## [과제 내용]
아래 기록의 모든 줄을 한 글자도 바꾸지 말고 옮겨 적으세요. 그림은 답에 넣지 마세요.

***

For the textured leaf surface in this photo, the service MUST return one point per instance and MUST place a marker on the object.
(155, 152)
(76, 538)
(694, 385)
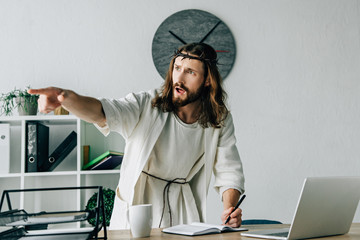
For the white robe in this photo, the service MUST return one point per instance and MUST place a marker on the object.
(140, 125)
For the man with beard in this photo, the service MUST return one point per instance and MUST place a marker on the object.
(176, 137)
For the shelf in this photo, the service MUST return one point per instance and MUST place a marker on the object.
(94, 172)
(68, 173)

***

## [과제 풀이]
For the textured leaf surface in this photo, the service MUST return one point per instance and MUST place a marker on the object.
(155, 152)
(76, 538)
(694, 385)
For the white robe in this photo, the service MUST return one point per instance and MUST place a marker on the object.
(140, 125)
For the man with beard in this photo, the service MUST return one point per instance and MUST place a marker on the object.
(176, 137)
For the shelf in this photo, the service MUST return one point per instance and MUST place a marker on the object.
(94, 172)
(68, 173)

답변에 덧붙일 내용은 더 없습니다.